▸ Required work
1. In the volcano database excerpt, how long must researchers wait before seismic data has to be made public through the IRIS Data Management Center?
2. Extract the part of the volcano database excerpt between "Despite the many" and "including location information.", inclusive, word for word.

Once an eruption has begun, a variety of data is generated through ground-based and remote sensing techniques, including eruption column heights and ash and gas distribution; pyroclastic density current and lava flow paths and volumes; petrology, geochemistry, and fluxes of erupting products and emitted gases; deformation; and seismicity. Accurate and frequent, possibly real-time or near-real-time, ingestion into databases would allow scientists at observatories to improve eruption modeling and forecasts of how the eruption will proceed and when it may end.
Despite the many existing databases, key information is not currently included, such as compositional information for eruptions over time; field data (e.g., maps and videos); ash fall, pyroclastic density current, lava flow, and lahar inundation maps; textural and sieve data; and samples including location information.
There are many challenges to moving toward a comprehensive volcano science database, including establishing standards for relevant data and metadata, linking databases through web services, and making a long-term commitment to maintenance. Significant efforts were required to develop standards for seismic networks, and these apply mainly to large networks such as the Global Seismic Network. Data from volcanoes are likely to be much more heterogeneous. Moreover, much of the relevant data are collected by volcano observatory staff, who have little time to disseminate them during heightened activity or may be concerned about public misunderstanding and alarm. The USGS will be making all published data publicly available, although mechanisms to share data with volcano scientists in real time have not yet been developed.
University researchers, who put enormous effort into data collection, may also be reluctant to make data freely available before publishing their interpretations. Different disciplines have different standards for data sharing. For example, there is a 2-year moratorium before seismic data must be made publicly available through the IRIS (Incorporated Research Institutions for Seismology) Data Management Center. Digital Object Identifiers provide one mechanism for acknowledging researchers’ contribution to data collections.

▸ Object pointing dataset rows

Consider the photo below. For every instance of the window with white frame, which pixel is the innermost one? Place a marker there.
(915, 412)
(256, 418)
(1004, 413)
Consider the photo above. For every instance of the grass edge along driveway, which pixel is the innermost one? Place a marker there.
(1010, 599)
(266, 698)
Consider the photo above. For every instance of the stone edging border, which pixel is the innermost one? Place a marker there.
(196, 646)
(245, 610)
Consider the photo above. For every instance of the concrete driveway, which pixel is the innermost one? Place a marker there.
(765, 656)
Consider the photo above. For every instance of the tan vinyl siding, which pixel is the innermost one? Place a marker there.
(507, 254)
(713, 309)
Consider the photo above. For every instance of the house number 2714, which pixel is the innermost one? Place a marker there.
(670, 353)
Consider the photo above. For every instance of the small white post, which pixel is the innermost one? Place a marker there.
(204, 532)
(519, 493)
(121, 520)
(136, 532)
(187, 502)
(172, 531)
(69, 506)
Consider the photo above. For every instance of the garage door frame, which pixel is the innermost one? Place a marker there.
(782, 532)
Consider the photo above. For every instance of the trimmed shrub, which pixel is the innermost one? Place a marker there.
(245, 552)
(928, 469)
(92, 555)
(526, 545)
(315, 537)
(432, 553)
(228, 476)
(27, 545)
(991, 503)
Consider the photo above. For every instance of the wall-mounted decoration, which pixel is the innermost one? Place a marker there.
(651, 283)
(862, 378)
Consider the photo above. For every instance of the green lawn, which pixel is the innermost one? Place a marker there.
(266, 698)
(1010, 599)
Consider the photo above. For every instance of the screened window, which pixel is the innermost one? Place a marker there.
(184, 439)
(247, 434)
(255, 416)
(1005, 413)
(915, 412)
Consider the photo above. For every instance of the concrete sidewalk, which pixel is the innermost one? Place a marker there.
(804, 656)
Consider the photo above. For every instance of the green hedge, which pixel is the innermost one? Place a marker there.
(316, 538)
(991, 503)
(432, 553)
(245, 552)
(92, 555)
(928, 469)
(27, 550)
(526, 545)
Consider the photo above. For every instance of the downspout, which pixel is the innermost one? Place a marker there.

▸ Full solutions
1. Two years.

2.
Despite the many existing databases, key information is not currently included, such as compositional information for eruptions over time; field data (e.g., maps and videos); ash fall, pyroclastic density current, lava flow, and lahar inundation maps; textural and sieve data; and samples including location information.